▶ Text segment:
[start]
Thanks, Mike. And so with that, I'd like to open the call to your questions.

speaker
Operator
Conference Operator

At this time, if you have a question, please press star 1 on your telephone. To withdraw your question, press the pound key. Please stand by. We'll come back. while we compile the Q&A roster. Your first question comes from Mike Zaremski.

speaker
Mike Zaremski
Analyst

Hey, good morning. First question, when we think about the guidance range in 4Q, any kind of... items we should be thinking about, about the biggest drivers from high versus low end. You know, I know there's a lot of visibility on a good part of your business, given the recurring nature of it. Just kind of curious if there's maybe some technical items, accounting items we should be thinking about, or is it just, you know, blocking and tackling and seeing how revenues turn out?

speaker
John Haley
Chief Executive Officer

Yeah, Mike, I don't think there's anything that we would point to like that. I think it'll be, you know, a quarter with the normal sorts of things. I mean, there's always issues around, particularly in CRB, when you can recognize revenue for projects. You know, if something gets delivered December 30th versus January 3rd or something like that, there's issues when things go into quarter. But... That's it. Mike, is there anything?

speaker
Mike Burwell
Chief Financial Officer

Yeah, the only thing I would add to your comments, John, would be the annual enrollment period that you see happen. But, again, it's blocking and tackling, as you said, John, in terms of the normal process. But, obviously, with Transact being on board and what we do overall in benefits delivery and administration, obviously that will drive in the fourth quarter.

speaker
John Haley
Chief Executive Officer

Yeah, I mean, the fourth quarter is a really big quarter for us, so it's an outsized importance for the rest of it. But there's nothing that we think is a special feature, I guess, that we would direct your attention to.

speaker
Mike Zaremski
Analyst

Okay, understood. And last question, in terms of the big decrease in interest rates globally kind of this year versus last year, does that offer any kind of tailwinds to your defined benefit consulting practice in 4Q, I guess? And also kind of related maybe for Mike, should we be thinking about a, an impact to 2020 expenses or free cash flow as a result of that? Thanks.

speaker
John Haley
Chief Executive Officer

Yeah. So I think the level of interest rates, you know, with lower interest rates, it can have a negative effect on how well-funded a plan appears to be. So that's a bit of an issue. I don't think that necessarily drives a lot of extra activity one way or another, though. And it's not so much the level of interest rates as it's sort of the path they've been following. That can lead to increased bulk lump sum work. And I think, you know, we called out that we did see some increased bulk lump sum work in the third quarter this year. We expect to see maybe not as much, but still some increased bulk lump sum work year over year in the fourth quarter. So we're seeing that effect, but not particularly big effects one way or another.
[end]
▶ Dataset section:
[start]
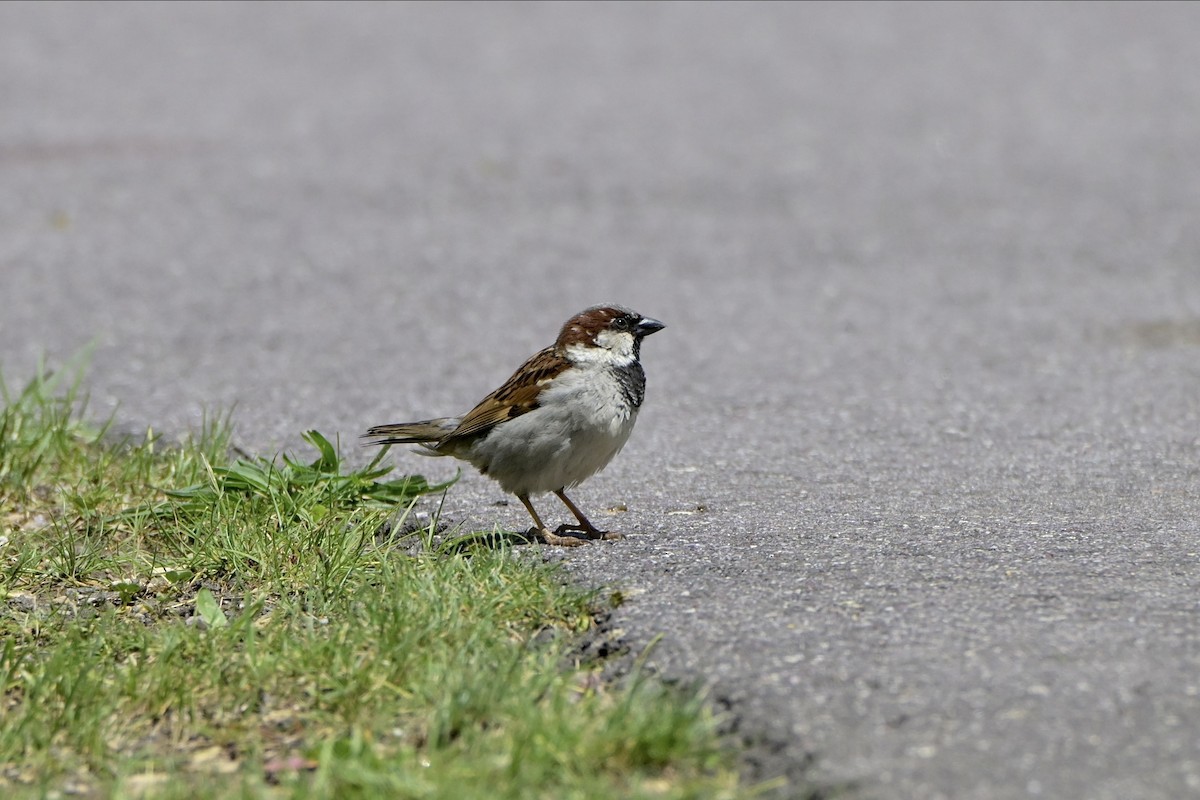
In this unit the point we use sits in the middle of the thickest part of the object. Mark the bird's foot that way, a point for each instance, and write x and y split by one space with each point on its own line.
[end]
▶ To do:
a - Translate this sentence from the earnings call transcript into Spanish: "I don't think that necessarily drives a lot of extra activity one way or another, though."
b - In the earnings call transcript, in which quarter of this year did the company see increased bulk lump sum work?
c - Extend the earnings call transcript past its final sentence.

▶ Results in order:
a - Sin embargo, no creo que eso genere necesariamente mucha actividad adicional en un sentido u otro.

b - The third quarter.

c -
speaker
Mike Burwell
Chief Financial Officer

Yeah, John, and I would just add, when you look at, you know, we run and think about our guidance for the year, and as you said, a big portion of it comes in the fourth quarter in terms of revenue and profits, and we're up 150 basis points of margin improvement for the first nine months. You know, we'll update everyone at our year-end call in terms of what we think about in terms of looking at fiscal year 20 and beyond. Thank you. Okay, thanks.

speaker
Operator
Conference Operator

Your next question comes from Mark Marcon from Bayard.

speaker
Mark Marcon
Analyst, Bayard

Good morning. Nice quarter. I was wondering if you could talk a little bit about what you're seeing in HC&B with regards to the more discretionary elements given the macro environment. It sounds like everything is going really well. I'm just wondering if there's any headwinds out there that you sense or or the level of confidence in terms of, you know, being able to navigate the environment.

speaker
John Haley
Chief Executive Officer

Yeah, you know, Mark, thanks for the question. I think that sort of the way you phrased it reflects how I feel about that. I was talking with somebody the other day and saying that I thought that given some of the noises you hear about the macro environment, things are going surprisingly well in HCB generally. And as you notice, talent and rewards are which is really the most discretionary part that we have there. It was up, I think it was 9% for the quarter. So we're not seeing a pullback of that. I think there's probably a couple of effects from that, but one of them is I think over the years we have really delivered on the value of our talent and rewards business business in both good times and bad times. And it's becoming a more critical part of what I think employers are looking to. So maybe we, you know, we still have opportunities to do that across all the different macroeconomic environments. Mike, anything you'd like to add?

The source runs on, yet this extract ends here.